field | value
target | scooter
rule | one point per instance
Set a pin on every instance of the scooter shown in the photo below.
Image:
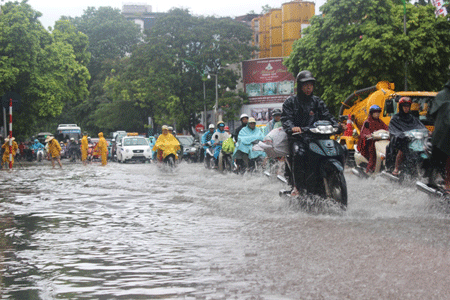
(324, 164)
(381, 138)
(416, 159)
(209, 160)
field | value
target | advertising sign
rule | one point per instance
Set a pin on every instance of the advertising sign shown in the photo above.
(267, 80)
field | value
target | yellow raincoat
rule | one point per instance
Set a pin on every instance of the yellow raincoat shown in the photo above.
(166, 144)
(5, 158)
(84, 148)
(54, 148)
(102, 147)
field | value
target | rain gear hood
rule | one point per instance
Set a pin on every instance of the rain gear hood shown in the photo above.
(245, 142)
(167, 144)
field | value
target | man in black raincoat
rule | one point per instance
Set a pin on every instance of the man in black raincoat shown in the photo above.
(302, 110)
(400, 123)
(440, 111)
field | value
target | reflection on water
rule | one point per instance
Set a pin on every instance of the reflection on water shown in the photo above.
(134, 232)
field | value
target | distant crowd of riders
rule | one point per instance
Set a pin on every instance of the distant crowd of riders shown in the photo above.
(298, 115)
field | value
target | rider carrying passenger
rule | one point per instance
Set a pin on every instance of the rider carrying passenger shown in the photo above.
(366, 145)
(400, 123)
(244, 121)
(302, 110)
(248, 136)
(218, 138)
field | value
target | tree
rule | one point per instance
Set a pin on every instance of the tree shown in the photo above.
(165, 72)
(38, 65)
(356, 43)
(111, 37)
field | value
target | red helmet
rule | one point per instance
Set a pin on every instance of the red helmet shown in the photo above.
(405, 101)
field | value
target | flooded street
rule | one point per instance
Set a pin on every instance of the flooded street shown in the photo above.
(131, 231)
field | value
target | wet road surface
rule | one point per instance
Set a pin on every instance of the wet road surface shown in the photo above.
(132, 231)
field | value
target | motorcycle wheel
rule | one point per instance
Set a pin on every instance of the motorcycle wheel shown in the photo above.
(337, 186)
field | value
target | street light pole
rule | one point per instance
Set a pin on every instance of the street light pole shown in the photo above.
(217, 103)
(204, 105)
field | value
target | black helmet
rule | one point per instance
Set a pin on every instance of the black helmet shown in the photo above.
(276, 112)
(305, 76)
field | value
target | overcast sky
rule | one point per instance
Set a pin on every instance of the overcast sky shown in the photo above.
(52, 9)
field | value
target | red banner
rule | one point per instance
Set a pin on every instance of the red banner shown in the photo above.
(267, 80)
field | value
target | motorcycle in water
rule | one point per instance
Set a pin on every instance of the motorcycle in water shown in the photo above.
(39, 154)
(324, 164)
(416, 159)
(209, 160)
(381, 138)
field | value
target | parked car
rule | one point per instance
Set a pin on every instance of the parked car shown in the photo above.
(133, 148)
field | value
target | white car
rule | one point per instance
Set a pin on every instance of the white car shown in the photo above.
(133, 148)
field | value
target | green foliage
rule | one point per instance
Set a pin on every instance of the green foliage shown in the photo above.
(163, 76)
(356, 44)
(40, 66)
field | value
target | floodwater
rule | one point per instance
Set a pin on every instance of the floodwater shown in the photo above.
(132, 231)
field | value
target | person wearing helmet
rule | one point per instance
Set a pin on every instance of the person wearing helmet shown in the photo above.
(366, 145)
(5, 147)
(219, 136)
(102, 147)
(54, 149)
(302, 110)
(84, 148)
(275, 122)
(206, 138)
(400, 123)
(244, 121)
(248, 136)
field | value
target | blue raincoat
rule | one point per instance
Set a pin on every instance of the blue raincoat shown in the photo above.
(245, 139)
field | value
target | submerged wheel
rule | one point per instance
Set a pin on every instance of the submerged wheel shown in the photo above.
(337, 188)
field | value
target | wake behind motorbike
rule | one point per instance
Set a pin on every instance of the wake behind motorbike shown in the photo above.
(416, 159)
(381, 138)
(324, 164)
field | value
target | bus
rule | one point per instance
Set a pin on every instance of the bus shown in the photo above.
(65, 132)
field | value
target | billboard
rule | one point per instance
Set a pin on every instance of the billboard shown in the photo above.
(267, 80)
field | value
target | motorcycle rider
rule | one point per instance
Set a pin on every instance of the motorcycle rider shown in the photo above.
(102, 147)
(84, 148)
(218, 138)
(366, 145)
(302, 110)
(275, 122)
(54, 150)
(440, 111)
(206, 137)
(166, 144)
(37, 146)
(244, 121)
(400, 123)
(248, 136)
(5, 147)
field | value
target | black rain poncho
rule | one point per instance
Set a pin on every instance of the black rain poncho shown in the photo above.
(440, 111)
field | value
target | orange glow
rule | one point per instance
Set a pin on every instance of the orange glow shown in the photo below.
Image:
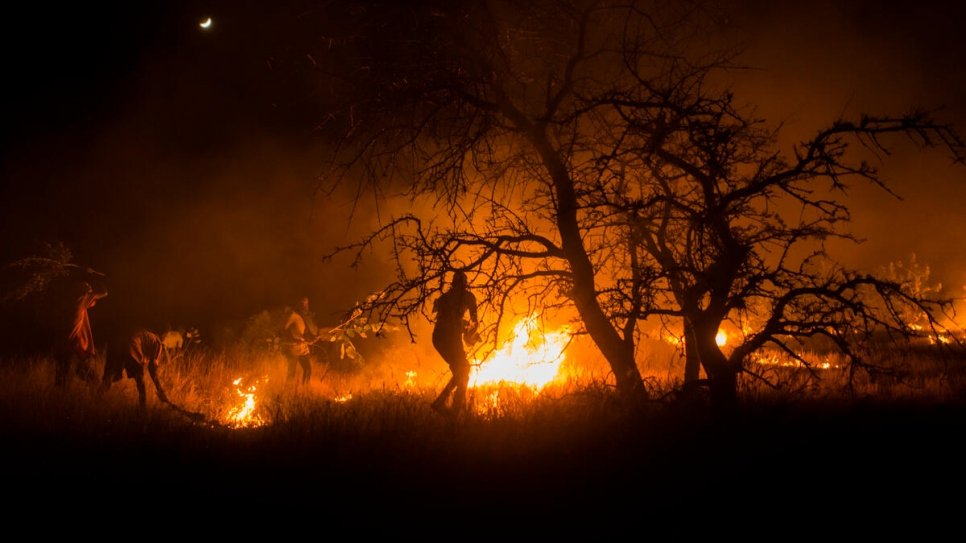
(245, 414)
(530, 357)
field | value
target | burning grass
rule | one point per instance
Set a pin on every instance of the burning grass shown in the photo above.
(365, 439)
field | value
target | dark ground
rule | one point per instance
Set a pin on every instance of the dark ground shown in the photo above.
(767, 472)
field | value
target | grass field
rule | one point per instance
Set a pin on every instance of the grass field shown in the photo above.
(362, 443)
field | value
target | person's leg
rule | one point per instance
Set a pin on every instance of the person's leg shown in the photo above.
(153, 371)
(449, 350)
(461, 376)
(306, 363)
(61, 367)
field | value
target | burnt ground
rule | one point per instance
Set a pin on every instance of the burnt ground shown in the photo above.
(861, 469)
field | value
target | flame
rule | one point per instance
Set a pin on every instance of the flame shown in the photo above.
(530, 357)
(244, 414)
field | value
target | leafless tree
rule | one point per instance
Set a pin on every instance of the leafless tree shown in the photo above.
(581, 156)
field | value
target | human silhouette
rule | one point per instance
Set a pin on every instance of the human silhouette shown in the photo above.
(74, 351)
(142, 352)
(448, 332)
(300, 332)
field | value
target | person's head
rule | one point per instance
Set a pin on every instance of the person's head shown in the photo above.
(459, 280)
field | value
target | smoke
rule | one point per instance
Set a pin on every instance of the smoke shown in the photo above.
(810, 63)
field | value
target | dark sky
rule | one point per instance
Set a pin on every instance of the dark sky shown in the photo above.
(182, 162)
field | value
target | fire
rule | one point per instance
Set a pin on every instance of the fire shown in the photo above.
(531, 357)
(245, 413)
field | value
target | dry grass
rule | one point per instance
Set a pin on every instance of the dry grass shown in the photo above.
(366, 440)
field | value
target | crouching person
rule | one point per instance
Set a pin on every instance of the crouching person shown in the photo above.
(144, 351)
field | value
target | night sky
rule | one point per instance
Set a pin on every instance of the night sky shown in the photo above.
(183, 162)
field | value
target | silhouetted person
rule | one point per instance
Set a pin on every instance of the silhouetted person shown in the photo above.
(75, 351)
(448, 332)
(142, 352)
(300, 332)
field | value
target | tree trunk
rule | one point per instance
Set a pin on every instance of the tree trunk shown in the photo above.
(692, 362)
(722, 376)
(617, 350)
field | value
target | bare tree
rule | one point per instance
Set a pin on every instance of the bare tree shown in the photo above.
(582, 159)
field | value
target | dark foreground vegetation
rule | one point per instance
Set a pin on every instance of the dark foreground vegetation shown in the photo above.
(887, 456)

+--

GOAL OF THE EXERCISE
Extract each line of the listing above that contains the string "fire". Treat case as significant.

TASK SOLUTION
target | fire
Set a pin on every instance of the fire shown in the photo above.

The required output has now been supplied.